説明

車両のカウル部構造

【課題】この発明は、ダッシュアッパパネルとダッシュロアパネルとの結合部における揺動変形を抑制して、車体の振動対策及び騒音対策を図ることができる車両のカウル部構造を提供することを目的とする。
【解決手段】ダッシュロアパネル3と、ダッシュアッパパネル13と、該ダッシュアッパパネル13の上部から前方に延設されてウインドシールドWS下端部を支持するカウルパネル14とを備えており、ダッシュロアパネル3の上部後面側に、車幅方向に延設されるダッシュクロスメンバ8が設けられ、該ダッシュクロスメンバ8の車幅方向中間部の後部に、ダッシュクロスメンバ8とダッシュアッパパネル13とを結合して補強する補強ブラケット19を設けた。

【発明の詳細な説明】
【技術分野】
【0001】
この発明は、ダッシュロアパネルと、ダッシュアッパパネルと、該ダッシュアッパパネルの上部から前方に延設されてウインドシールド下端部を支持するカウルパネルとを備えた車両のカウル部構造に関する。
【背景技術】
【0002】
車両の中には、車幅方向に延びてエンジンルームと車室とを仕切るダッシュパネルを設けたものがある。下記特許文献1では、ダッシュパネルの上部に、車幅方向に延びるダッシュクロスメンバを配設したものが開示されている。
【0003】
ところで、ダッシュパネルの上方には、フロントウインドシールドの下端部を支持するカウルパネルが設けられている。近年では、衝突体が車両前部に衝突した時その衝撃を緩和するために、カウルパネルを含むカウルボックス構造を、その上部が開放された所謂オープンカウル構造とすることがある。
【先行技術文献】
【特許文献】
【0004】
【特許文献1】特開2008−105561号公報
【発明の概要】
【発明が解決しようとする課題】
【0005】
しかしながら、上述したオープンカウル構造の場合、ダッシュパネルを上側のダッシュアッパパネルと、下側のダッシュロアパネルとの2部材で構成すると、その結合部が車両前後方向に揺動変形するという問題があった。特に、前記結合部で揺動変形が発生すると、その時の振動が車室の振動と共振した時、大きな騒音となって車室内の乗員に不快感を与えるという問題を引き起こす虞がある。
【0006】
この発明は、ダッシュアッパパネルとダッシュロアパネルとの結合部における揺動変形を抑制して、車体の振動対策及び騒音対策を図ることができる車両のカウル部構造を提供することを目的とする。
【課題を解決するための手段】
【0007】
この発明の車両のカウル部構造は、ダッシュロアパネルと、ダッシュアッパパネルと、該ダッシュアッパパネルの上部から前方に延設されてウインドシールド下端部を支持するカウルパネルとを備えた車両のカウル部構造であって、前記ダッシュロアパネルの上部後面側に、車幅方向に延設されるダッシュクロスメンバが設けられ、該ダッシュクロスメンバの車幅方向中間部の後部に、前記ダッシュクロスメンバと前記ダッシュアッパパネルとを結合して補強する補強ブラケットを設けたものである。

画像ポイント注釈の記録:
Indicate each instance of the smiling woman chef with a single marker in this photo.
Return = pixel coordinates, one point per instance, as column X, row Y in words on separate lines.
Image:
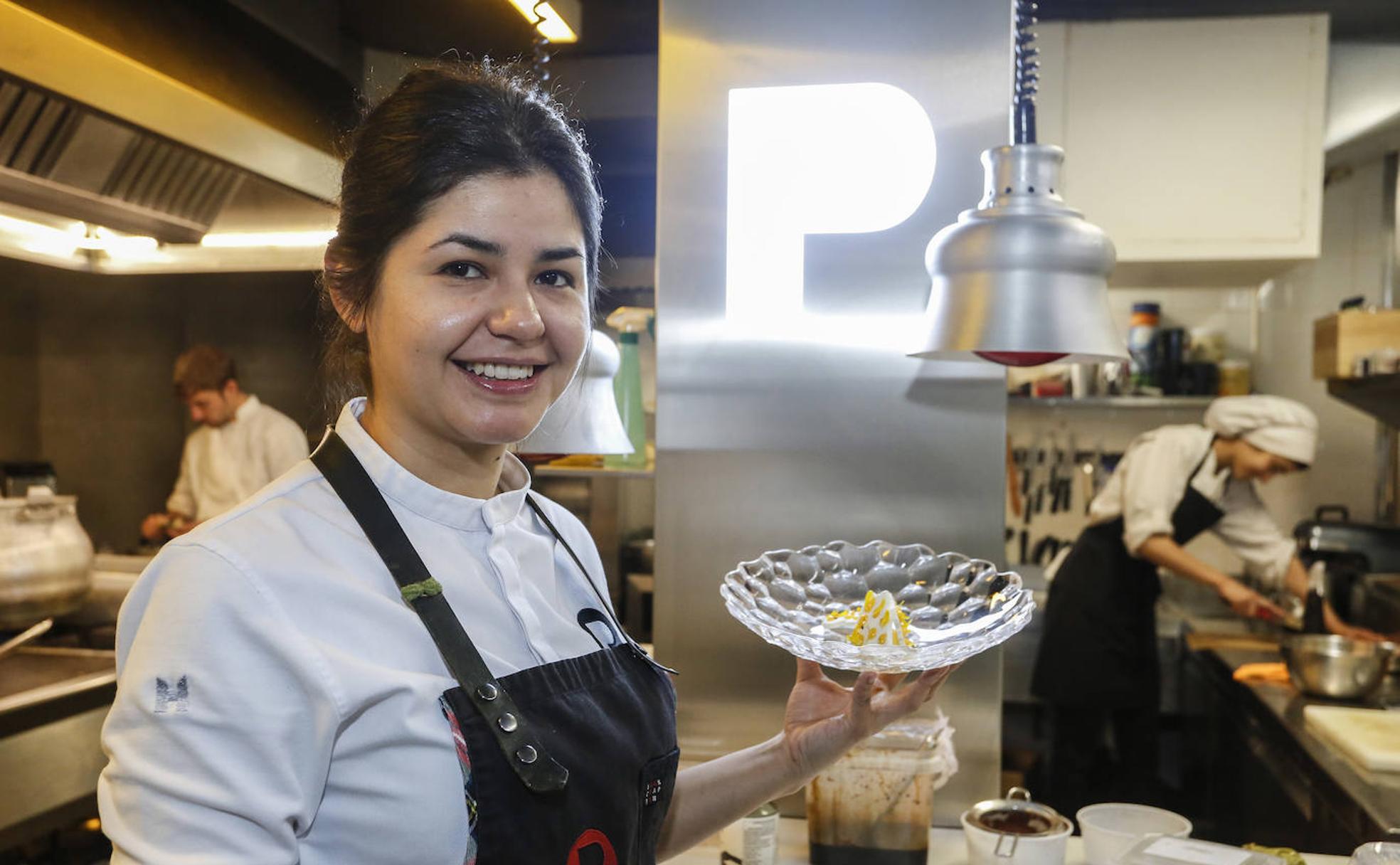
column 383, row 657
column 1098, row 667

取り組む内容: 車両のカウル部構造についての文章を、最後の文の次から書き継いでもらえますか。

作業の結果:
【0008】
ダッシュロアパネルとダッシュアッパパネルとの結合部で揺動変形が生じた時には、特に前記結合部の車幅方向中間部で大きな振動が発生する。この構成によれば、前部車体剛性の向上を図るべく配設されたダッシュクロスメンバの車幅方向中間部の後部にダッシュアッパパネルを結合し、その周辺部を補強することで、前記揺動変形を効果的に抑制でき、車体の振動対策及び騒音対策を図ることができる。
【0009】
この発明の一実施態様においては、前記補強ブラケットの位置に対応して車室内側に突出し、上下方向に延びるビードを、前記ダッシュアッパパネルに形成するとともに、前記補強ブラケットを、前記ビードの突出に対応して断面ハット状に形成し、該ビードの突出と連続するように設けたものである。
【0010】
この構成によれば、上下に長尺な補強ブラケットを用いなくても、ビードと補強ブラケットとの協働により、ダッシュアッパパネルと補強ブラケットとを上下方向において強固に結合することができる。
【0011】
また、車体前部の製造では、先ずダッシュロアパネル、ダッシュクロスメンバ、及び補強ブラケットの三者が予め結合され、その後の工程でダッシュアッパパネルがダッシュロアパネル及び補強ブラケットに結合される。
そこで、補強ブラケットの上下の長さを抑制して、ダッシュロアパネル上端部からの突出量を抑制することで、補強ブラケットを結合した後のダッシュロアパネルを搬送する時には、その積載スペースを抑制でき、積載性を確保することができる。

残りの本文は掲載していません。